▸ **What this task involves**: Leave the images out and write out each entry exactly as shown.

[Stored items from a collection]
Start of Block

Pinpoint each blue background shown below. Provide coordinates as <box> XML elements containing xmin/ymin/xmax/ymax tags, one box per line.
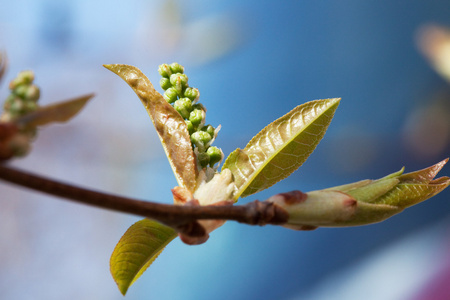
<box><xmin>1</xmin><ymin>1</ymin><xmax>449</xmax><ymax>299</ymax></box>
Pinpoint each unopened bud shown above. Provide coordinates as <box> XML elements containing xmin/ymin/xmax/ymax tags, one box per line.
<box><xmin>158</xmin><ymin>64</ymin><xmax>172</xmax><ymax>78</ymax></box>
<box><xmin>170</xmin><ymin>62</ymin><xmax>184</xmax><ymax>74</ymax></box>
<box><xmin>189</xmin><ymin>108</ymin><xmax>205</xmax><ymax>127</ymax></box>
<box><xmin>184</xmin><ymin>87</ymin><xmax>199</xmax><ymax>102</ymax></box>
<box><xmin>9</xmin><ymin>70</ymin><xmax>34</xmax><ymax>89</ymax></box>
<box><xmin>160</xmin><ymin>77</ymin><xmax>171</xmax><ymax>90</ymax></box>
<box><xmin>191</xmin><ymin>131</ymin><xmax>211</xmax><ymax>151</ymax></box>
<box><xmin>163</xmin><ymin>87</ymin><xmax>178</xmax><ymax>103</ymax></box>
<box><xmin>207</xmin><ymin>146</ymin><xmax>223</xmax><ymax>167</ymax></box>
<box><xmin>201</xmin><ymin>124</ymin><xmax>215</xmax><ymax>139</ymax></box>
<box><xmin>174</xmin><ymin>98</ymin><xmax>192</xmax><ymax>119</ymax></box>
<box><xmin>170</xmin><ymin>73</ymin><xmax>188</xmax><ymax>94</ymax></box>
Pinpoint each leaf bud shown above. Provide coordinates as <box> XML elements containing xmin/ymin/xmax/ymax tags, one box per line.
<box><xmin>163</xmin><ymin>87</ymin><xmax>178</xmax><ymax>103</ymax></box>
<box><xmin>174</xmin><ymin>98</ymin><xmax>193</xmax><ymax>119</ymax></box>
<box><xmin>160</xmin><ymin>77</ymin><xmax>171</xmax><ymax>90</ymax></box>
<box><xmin>191</xmin><ymin>131</ymin><xmax>212</xmax><ymax>151</ymax></box>
<box><xmin>207</xmin><ymin>146</ymin><xmax>223</xmax><ymax>167</ymax></box>
<box><xmin>170</xmin><ymin>62</ymin><xmax>184</xmax><ymax>74</ymax></box>
<box><xmin>189</xmin><ymin>108</ymin><xmax>205</xmax><ymax>127</ymax></box>
<box><xmin>158</xmin><ymin>64</ymin><xmax>172</xmax><ymax>78</ymax></box>
<box><xmin>184</xmin><ymin>87</ymin><xmax>199</xmax><ymax>102</ymax></box>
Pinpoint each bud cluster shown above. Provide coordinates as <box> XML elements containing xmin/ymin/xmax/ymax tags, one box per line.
<box><xmin>2</xmin><ymin>70</ymin><xmax>40</xmax><ymax>121</ymax></box>
<box><xmin>158</xmin><ymin>63</ymin><xmax>223</xmax><ymax>169</ymax></box>
<box><xmin>0</xmin><ymin>70</ymin><xmax>41</xmax><ymax>158</ymax></box>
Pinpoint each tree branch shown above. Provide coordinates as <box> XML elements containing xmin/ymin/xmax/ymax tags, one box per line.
<box><xmin>0</xmin><ymin>164</ymin><xmax>288</xmax><ymax>231</ymax></box>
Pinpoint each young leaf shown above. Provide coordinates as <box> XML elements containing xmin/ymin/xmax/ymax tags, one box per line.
<box><xmin>104</xmin><ymin>64</ymin><xmax>197</xmax><ymax>193</ymax></box>
<box><xmin>15</xmin><ymin>94</ymin><xmax>94</xmax><ymax>127</ymax></box>
<box><xmin>223</xmin><ymin>98</ymin><xmax>340</xmax><ymax>199</ymax></box>
<box><xmin>110</xmin><ymin>219</ymin><xmax>177</xmax><ymax>295</ymax></box>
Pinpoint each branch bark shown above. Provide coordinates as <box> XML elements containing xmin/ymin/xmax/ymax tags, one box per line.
<box><xmin>0</xmin><ymin>164</ymin><xmax>288</xmax><ymax>232</ymax></box>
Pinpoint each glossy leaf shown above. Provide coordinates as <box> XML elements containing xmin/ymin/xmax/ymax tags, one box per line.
<box><xmin>15</xmin><ymin>94</ymin><xmax>93</xmax><ymax>127</ymax></box>
<box><xmin>223</xmin><ymin>98</ymin><xmax>340</xmax><ymax>199</ymax></box>
<box><xmin>104</xmin><ymin>64</ymin><xmax>197</xmax><ymax>192</ymax></box>
<box><xmin>110</xmin><ymin>219</ymin><xmax>177</xmax><ymax>295</ymax></box>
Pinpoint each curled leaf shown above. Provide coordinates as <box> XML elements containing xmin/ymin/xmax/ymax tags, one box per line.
<box><xmin>15</xmin><ymin>94</ymin><xmax>93</xmax><ymax>127</ymax></box>
<box><xmin>104</xmin><ymin>64</ymin><xmax>197</xmax><ymax>192</ymax></box>
<box><xmin>110</xmin><ymin>219</ymin><xmax>177</xmax><ymax>295</ymax></box>
<box><xmin>223</xmin><ymin>98</ymin><xmax>340</xmax><ymax>200</ymax></box>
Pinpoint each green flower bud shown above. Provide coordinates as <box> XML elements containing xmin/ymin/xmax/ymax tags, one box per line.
<box><xmin>189</xmin><ymin>108</ymin><xmax>205</xmax><ymax>127</ymax></box>
<box><xmin>184</xmin><ymin>87</ymin><xmax>199</xmax><ymax>101</ymax></box>
<box><xmin>207</xmin><ymin>146</ymin><xmax>223</xmax><ymax>167</ymax></box>
<box><xmin>185</xmin><ymin>120</ymin><xmax>195</xmax><ymax>135</ymax></box>
<box><xmin>9</xmin><ymin>70</ymin><xmax>34</xmax><ymax>89</ymax></box>
<box><xmin>160</xmin><ymin>78</ymin><xmax>171</xmax><ymax>90</ymax></box>
<box><xmin>163</xmin><ymin>87</ymin><xmax>179</xmax><ymax>103</ymax></box>
<box><xmin>201</xmin><ymin>124</ymin><xmax>215</xmax><ymax>139</ymax></box>
<box><xmin>191</xmin><ymin>131</ymin><xmax>211</xmax><ymax>151</ymax></box>
<box><xmin>158</xmin><ymin>64</ymin><xmax>172</xmax><ymax>78</ymax></box>
<box><xmin>174</xmin><ymin>98</ymin><xmax>192</xmax><ymax>119</ymax></box>
<box><xmin>13</xmin><ymin>84</ymin><xmax>29</xmax><ymax>99</ymax></box>
<box><xmin>197</xmin><ymin>152</ymin><xmax>210</xmax><ymax>168</ymax></box>
<box><xmin>25</xmin><ymin>85</ymin><xmax>40</xmax><ymax>102</ymax></box>
<box><xmin>170</xmin><ymin>62</ymin><xmax>184</xmax><ymax>74</ymax></box>
<box><xmin>170</xmin><ymin>73</ymin><xmax>188</xmax><ymax>93</ymax></box>
<box><xmin>267</xmin><ymin>159</ymin><xmax>450</xmax><ymax>230</ymax></box>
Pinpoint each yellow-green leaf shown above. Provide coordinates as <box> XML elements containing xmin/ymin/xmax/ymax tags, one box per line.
<box><xmin>376</xmin><ymin>159</ymin><xmax>450</xmax><ymax>208</ymax></box>
<box><xmin>104</xmin><ymin>64</ymin><xmax>197</xmax><ymax>192</ymax></box>
<box><xmin>15</xmin><ymin>94</ymin><xmax>93</xmax><ymax>127</ymax></box>
<box><xmin>223</xmin><ymin>98</ymin><xmax>340</xmax><ymax>199</ymax></box>
<box><xmin>110</xmin><ymin>219</ymin><xmax>177</xmax><ymax>295</ymax></box>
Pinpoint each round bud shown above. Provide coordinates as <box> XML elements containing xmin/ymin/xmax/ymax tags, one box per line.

End of Block

▸ **Written response**:
Pinpoint each blue background shown below. Provide coordinates as <box> XML elements containing xmin/ymin/xmax/ymax tags, one box per line.
<box><xmin>1</xmin><ymin>1</ymin><xmax>449</xmax><ymax>299</ymax></box>
Pinpoint each unopened bud shown above. Provide coordinates as <box> XML elements containing xmin/ymin/xmax/ymax tags, one box per line.
<box><xmin>158</xmin><ymin>64</ymin><xmax>172</xmax><ymax>78</ymax></box>
<box><xmin>170</xmin><ymin>62</ymin><xmax>184</xmax><ymax>74</ymax></box>
<box><xmin>189</xmin><ymin>108</ymin><xmax>205</xmax><ymax>127</ymax></box>
<box><xmin>184</xmin><ymin>87</ymin><xmax>199</xmax><ymax>102</ymax></box>
<box><xmin>9</xmin><ymin>70</ymin><xmax>34</xmax><ymax>89</ymax></box>
<box><xmin>160</xmin><ymin>77</ymin><xmax>171</xmax><ymax>90</ymax></box>
<box><xmin>191</xmin><ymin>131</ymin><xmax>211</xmax><ymax>151</ymax></box>
<box><xmin>163</xmin><ymin>87</ymin><xmax>178</xmax><ymax>103</ymax></box>
<box><xmin>207</xmin><ymin>146</ymin><xmax>223</xmax><ymax>167</ymax></box>
<box><xmin>201</xmin><ymin>124</ymin><xmax>215</xmax><ymax>139</ymax></box>
<box><xmin>174</xmin><ymin>98</ymin><xmax>192</xmax><ymax>119</ymax></box>
<box><xmin>170</xmin><ymin>73</ymin><xmax>188</xmax><ymax>94</ymax></box>
Pinpoint each leaf bud shown above. Provide coordinates as <box> XML elements containing xmin/ymin/xmax/ymax tags, one box per line.
<box><xmin>163</xmin><ymin>87</ymin><xmax>178</xmax><ymax>103</ymax></box>
<box><xmin>174</xmin><ymin>98</ymin><xmax>193</xmax><ymax>119</ymax></box>
<box><xmin>160</xmin><ymin>77</ymin><xmax>171</xmax><ymax>90</ymax></box>
<box><xmin>191</xmin><ymin>131</ymin><xmax>212</xmax><ymax>151</ymax></box>
<box><xmin>207</xmin><ymin>146</ymin><xmax>223</xmax><ymax>167</ymax></box>
<box><xmin>170</xmin><ymin>62</ymin><xmax>184</xmax><ymax>74</ymax></box>
<box><xmin>189</xmin><ymin>108</ymin><xmax>205</xmax><ymax>127</ymax></box>
<box><xmin>158</xmin><ymin>64</ymin><xmax>172</xmax><ymax>78</ymax></box>
<box><xmin>184</xmin><ymin>87</ymin><xmax>199</xmax><ymax>102</ymax></box>
Pinpoint each bud cluster shown above. Provide coordinates as <box> XML elements containing xmin/ymin/xmax/ymax tags, one box per line.
<box><xmin>2</xmin><ymin>70</ymin><xmax>40</xmax><ymax>121</ymax></box>
<box><xmin>158</xmin><ymin>63</ymin><xmax>223</xmax><ymax>169</ymax></box>
<box><xmin>0</xmin><ymin>70</ymin><xmax>41</xmax><ymax>158</ymax></box>
Pinpoint each tree branch shown above. Provide coordinates as <box> XML elements containing xmin/ymin/xmax/ymax tags, one box per line.
<box><xmin>0</xmin><ymin>164</ymin><xmax>288</xmax><ymax>231</ymax></box>
Pinpoint each young leaf shown above. Provide coordinates as <box> XML elements containing xmin/ymin/xmax/ymax tags, one box per line.
<box><xmin>104</xmin><ymin>64</ymin><xmax>197</xmax><ymax>193</ymax></box>
<box><xmin>15</xmin><ymin>94</ymin><xmax>94</xmax><ymax>127</ymax></box>
<box><xmin>223</xmin><ymin>98</ymin><xmax>340</xmax><ymax>199</ymax></box>
<box><xmin>110</xmin><ymin>219</ymin><xmax>177</xmax><ymax>295</ymax></box>
Pinpoint each branch bark shown above. Provide coordinates as <box> XML elements containing xmin/ymin/xmax/ymax tags, one box per line.
<box><xmin>0</xmin><ymin>164</ymin><xmax>288</xmax><ymax>232</ymax></box>
Pinpoint each glossy leaf shown above. Provide coordinates as <box> XML elements containing xmin/ymin/xmax/ymax tags, one box per line.
<box><xmin>15</xmin><ymin>94</ymin><xmax>93</xmax><ymax>127</ymax></box>
<box><xmin>223</xmin><ymin>98</ymin><xmax>340</xmax><ymax>199</ymax></box>
<box><xmin>104</xmin><ymin>64</ymin><xmax>197</xmax><ymax>192</ymax></box>
<box><xmin>110</xmin><ymin>219</ymin><xmax>177</xmax><ymax>295</ymax></box>
Pinpoint each curled leaf shown above. Provide coordinates as <box> XML elements containing xmin/ymin/xmax/ymax tags, one box per line.
<box><xmin>15</xmin><ymin>94</ymin><xmax>93</xmax><ymax>127</ymax></box>
<box><xmin>104</xmin><ymin>64</ymin><xmax>197</xmax><ymax>192</ymax></box>
<box><xmin>110</xmin><ymin>219</ymin><xmax>177</xmax><ymax>295</ymax></box>
<box><xmin>223</xmin><ymin>98</ymin><xmax>340</xmax><ymax>200</ymax></box>
Pinpoint each green flower bud shown above. Provide coordinates as <box> XML elements containing xmin/ymin/xmax/ymax tags, one box per line.
<box><xmin>189</xmin><ymin>108</ymin><xmax>205</xmax><ymax>127</ymax></box>
<box><xmin>184</xmin><ymin>87</ymin><xmax>199</xmax><ymax>101</ymax></box>
<box><xmin>207</xmin><ymin>146</ymin><xmax>223</xmax><ymax>167</ymax></box>
<box><xmin>185</xmin><ymin>120</ymin><xmax>195</xmax><ymax>135</ymax></box>
<box><xmin>9</xmin><ymin>70</ymin><xmax>34</xmax><ymax>89</ymax></box>
<box><xmin>160</xmin><ymin>78</ymin><xmax>171</xmax><ymax>90</ymax></box>
<box><xmin>163</xmin><ymin>87</ymin><xmax>179</xmax><ymax>103</ymax></box>
<box><xmin>201</xmin><ymin>124</ymin><xmax>215</xmax><ymax>139</ymax></box>
<box><xmin>191</xmin><ymin>131</ymin><xmax>211</xmax><ymax>151</ymax></box>
<box><xmin>158</xmin><ymin>64</ymin><xmax>172</xmax><ymax>78</ymax></box>
<box><xmin>174</xmin><ymin>98</ymin><xmax>192</xmax><ymax>119</ymax></box>
<box><xmin>13</xmin><ymin>84</ymin><xmax>29</xmax><ymax>99</ymax></box>
<box><xmin>197</xmin><ymin>152</ymin><xmax>210</xmax><ymax>168</ymax></box>
<box><xmin>25</xmin><ymin>85</ymin><xmax>40</xmax><ymax>102</ymax></box>
<box><xmin>170</xmin><ymin>62</ymin><xmax>184</xmax><ymax>74</ymax></box>
<box><xmin>170</xmin><ymin>73</ymin><xmax>188</xmax><ymax>93</ymax></box>
<box><xmin>267</xmin><ymin>159</ymin><xmax>450</xmax><ymax>230</ymax></box>
Pinpoint each yellow-green leaf shown above. Provide coordinates as <box> XML elements containing xmin/ymin/xmax/ymax tags, one box per line.
<box><xmin>376</xmin><ymin>159</ymin><xmax>450</xmax><ymax>208</ymax></box>
<box><xmin>104</xmin><ymin>64</ymin><xmax>197</xmax><ymax>192</ymax></box>
<box><xmin>15</xmin><ymin>94</ymin><xmax>93</xmax><ymax>127</ymax></box>
<box><xmin>223</xmin><ymin>98</ymin><xmax>340</xmax><ymax>199</ymax></box>
<box><xmin>110</xmin><ymin>219</ymin><xmax>177</xmax><ymax>295</ymax></box>
Pinpoint each round bud shown above. Provide coordinates as <box> XML elements containing xmin/ymin/xmax/ymax tags, one box per line.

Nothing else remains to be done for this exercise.